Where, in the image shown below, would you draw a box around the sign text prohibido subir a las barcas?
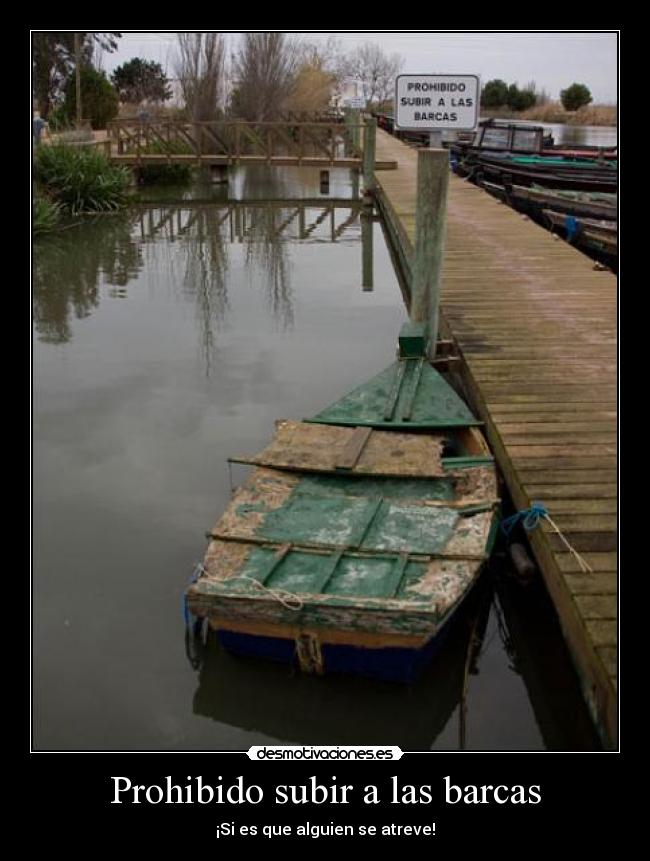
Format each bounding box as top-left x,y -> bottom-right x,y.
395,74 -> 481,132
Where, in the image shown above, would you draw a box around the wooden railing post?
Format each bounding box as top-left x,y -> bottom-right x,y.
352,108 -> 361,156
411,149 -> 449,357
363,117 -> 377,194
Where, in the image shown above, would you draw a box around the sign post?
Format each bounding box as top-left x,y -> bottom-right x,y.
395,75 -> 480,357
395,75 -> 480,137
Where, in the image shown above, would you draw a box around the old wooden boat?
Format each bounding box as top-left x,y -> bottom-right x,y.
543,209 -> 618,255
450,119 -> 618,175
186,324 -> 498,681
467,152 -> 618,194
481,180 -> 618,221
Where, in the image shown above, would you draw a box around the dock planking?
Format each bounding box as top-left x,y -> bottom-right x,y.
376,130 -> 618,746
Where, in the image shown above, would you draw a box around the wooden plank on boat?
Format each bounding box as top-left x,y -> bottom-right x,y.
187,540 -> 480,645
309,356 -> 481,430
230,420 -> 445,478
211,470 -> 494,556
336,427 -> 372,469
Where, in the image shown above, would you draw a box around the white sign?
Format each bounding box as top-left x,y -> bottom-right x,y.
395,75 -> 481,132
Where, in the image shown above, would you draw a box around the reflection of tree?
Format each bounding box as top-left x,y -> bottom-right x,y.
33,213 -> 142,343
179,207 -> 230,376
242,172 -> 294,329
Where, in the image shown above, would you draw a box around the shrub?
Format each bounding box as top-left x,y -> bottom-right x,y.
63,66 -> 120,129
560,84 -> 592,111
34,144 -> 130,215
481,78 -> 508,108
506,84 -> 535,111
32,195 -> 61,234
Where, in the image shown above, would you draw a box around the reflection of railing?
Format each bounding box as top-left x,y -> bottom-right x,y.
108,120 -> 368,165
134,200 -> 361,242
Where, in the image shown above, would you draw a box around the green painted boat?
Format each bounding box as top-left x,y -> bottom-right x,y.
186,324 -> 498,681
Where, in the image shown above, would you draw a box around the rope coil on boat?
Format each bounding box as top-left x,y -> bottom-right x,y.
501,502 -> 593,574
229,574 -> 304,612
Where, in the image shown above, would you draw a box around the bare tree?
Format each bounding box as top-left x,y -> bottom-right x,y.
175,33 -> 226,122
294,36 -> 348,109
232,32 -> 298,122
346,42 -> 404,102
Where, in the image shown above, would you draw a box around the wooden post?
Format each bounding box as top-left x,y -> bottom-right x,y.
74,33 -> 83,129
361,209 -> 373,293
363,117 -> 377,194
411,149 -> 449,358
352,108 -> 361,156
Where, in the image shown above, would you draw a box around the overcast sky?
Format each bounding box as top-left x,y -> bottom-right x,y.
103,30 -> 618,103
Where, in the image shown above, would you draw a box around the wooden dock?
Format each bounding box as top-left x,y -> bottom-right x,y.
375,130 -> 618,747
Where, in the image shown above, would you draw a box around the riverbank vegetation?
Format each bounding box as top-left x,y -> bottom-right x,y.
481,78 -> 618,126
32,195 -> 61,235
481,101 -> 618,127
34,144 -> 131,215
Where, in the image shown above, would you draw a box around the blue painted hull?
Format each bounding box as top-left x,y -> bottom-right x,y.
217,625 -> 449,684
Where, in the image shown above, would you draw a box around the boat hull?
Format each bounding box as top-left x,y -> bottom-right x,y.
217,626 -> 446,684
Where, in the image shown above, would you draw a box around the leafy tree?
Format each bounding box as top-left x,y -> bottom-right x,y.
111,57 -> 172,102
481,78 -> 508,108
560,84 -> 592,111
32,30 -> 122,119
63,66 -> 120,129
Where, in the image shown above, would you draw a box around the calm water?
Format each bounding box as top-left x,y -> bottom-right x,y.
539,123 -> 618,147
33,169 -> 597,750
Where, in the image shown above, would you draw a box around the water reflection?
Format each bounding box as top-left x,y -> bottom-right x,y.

#####

Aim of the task ▸ Starting at the line containing "the boat hull?" and ending at the last line of the material, write out those lines as a numbered list, skipping any blank lines.

Exercise result ▸
1. Where, in the image shown above, would you draw a box around the boat hull?
2. Format each bounding box as top-left x,y -> bottom-right x,y.
3. 217,626 -> 446,684
4. Where, in the image shown above, would you draw a box around the leafy tree?
5. Format each bounding box as top-left x,y -> bottom-right x,y.
6. 111,57 -> 172,102
7. 481,78 -> 508,108
8. 560,84 -> 592,111
9. 32,30 -> 122,119
10. 63,66 -> 120,129
11. Where, in the image shown above, would you draw a box around the calm water?
12. Format each bounding box as top-left x,y -> bottom-right x,y.
13. 539,123 -> 618,147
14. 33,169 -> 597,750
15. Where, in the image shown above, would you draw a box around the water reflection?
16. Format each bounding box as top-left x,y -> bottom-right x,y.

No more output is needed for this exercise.